* **HOW TO COMPLETE THIS TASK**
Each entry should be set down again verbatim, with the images omitted.

*** Begin section ***

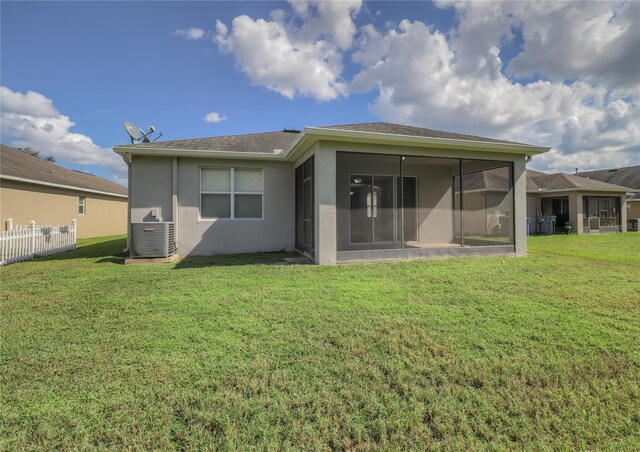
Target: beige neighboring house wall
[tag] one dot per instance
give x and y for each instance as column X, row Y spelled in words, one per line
column 32, row 189
column 52, row 206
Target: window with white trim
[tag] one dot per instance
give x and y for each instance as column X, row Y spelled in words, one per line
column 230, row 193
column 82, row 205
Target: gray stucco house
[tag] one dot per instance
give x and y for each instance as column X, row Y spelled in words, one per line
column 335, row 193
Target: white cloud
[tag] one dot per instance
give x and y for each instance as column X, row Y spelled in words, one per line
column 426, row 79
column 292, row 59
column 191, row 33
column 31, row 120
column 214, row 117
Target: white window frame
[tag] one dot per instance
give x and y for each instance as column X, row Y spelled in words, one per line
column 232, row 193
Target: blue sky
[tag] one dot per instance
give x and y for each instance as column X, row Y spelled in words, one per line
column 73, row 72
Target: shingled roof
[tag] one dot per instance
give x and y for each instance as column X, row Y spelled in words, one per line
column 17, row 164
column 627, row 177
column 253, row 142
column 537, row 181
column 400, row 129
column 267, row 142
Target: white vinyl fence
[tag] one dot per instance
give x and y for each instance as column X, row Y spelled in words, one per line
column 21, row 243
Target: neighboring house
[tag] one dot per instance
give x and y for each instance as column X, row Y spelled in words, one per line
column 335, row 193
column 38, row 190
column 590, row 206
column 627, row 177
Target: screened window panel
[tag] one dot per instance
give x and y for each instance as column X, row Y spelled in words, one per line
column 248, row 180
column 214, row 179
column 248, row 206
column 216, row 206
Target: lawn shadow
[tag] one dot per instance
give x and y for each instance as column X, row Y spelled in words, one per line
column 232, row 260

*** End section ***

* **WRITTEN SOLUTION**
Target: beige neighboring house wall
[tag] one dot per instance
give x and y for each instance as column X, row Y spelled in words, one per line
column 32, row 189
column 52, row 206
Target: window with white trim
[tag] one dot per instance
give x and y for each instance as column X, row Y spelled in words, one per line
column 230, row 193
column 82, row 205
Target: gray stucco house
[tag] one dot per instance
give x and y for each instance as column X, row Y spelled in words, one per line
column 335, row 193
Target: white cloud
[tag] one dot per instance
give x and y for each instance as column X, row Y spelled in words, one per line
column 426, row 79
column 292, row 59
column 191, row 33
column 31, row 120
column 214, row 117
Target: white window frame
[tag] one dot per instance
give x and y for each instance as column X, row Y spelled in words, one per line
column 232, row 193
Target: blue sky
[tag] one dot per instance
give x and y for each instance as column X, row Y spelled in words, one per line
column 73, row 72
Target: shingled roof
[tag] one dot per instance
give x and y for each instance as column X, row Y spelled in words, one per line
column 17, row 164
column 627, row 177
column 253, row 142
column 537, row 181
column 400, row 129
column 267, row 142
Target: white vinyl fence
[tag] one dot per instance
give x and y for each instance as column X, row Y spelled in words, one per line
column 21, row 243
Target: neighboring house
[tag] one dot per instance
give x and y for each instance as column X, row Y spelled in words, one per line
column 335, row 193
column 38, row 190
column 590, row 206
column 627, row 177
Target: screened window panel
[tag] one dot per instance
give x and y for each instance as column X, row Y spelled in words, one per line
column 248, row 180
column 214, row 179
column 248, row 206
column 216, row 206
Target: lawn shadow
[tag] one dot per instance
give x and y for each instance as column X, row Y spelled in words, one per line
column 232, row 260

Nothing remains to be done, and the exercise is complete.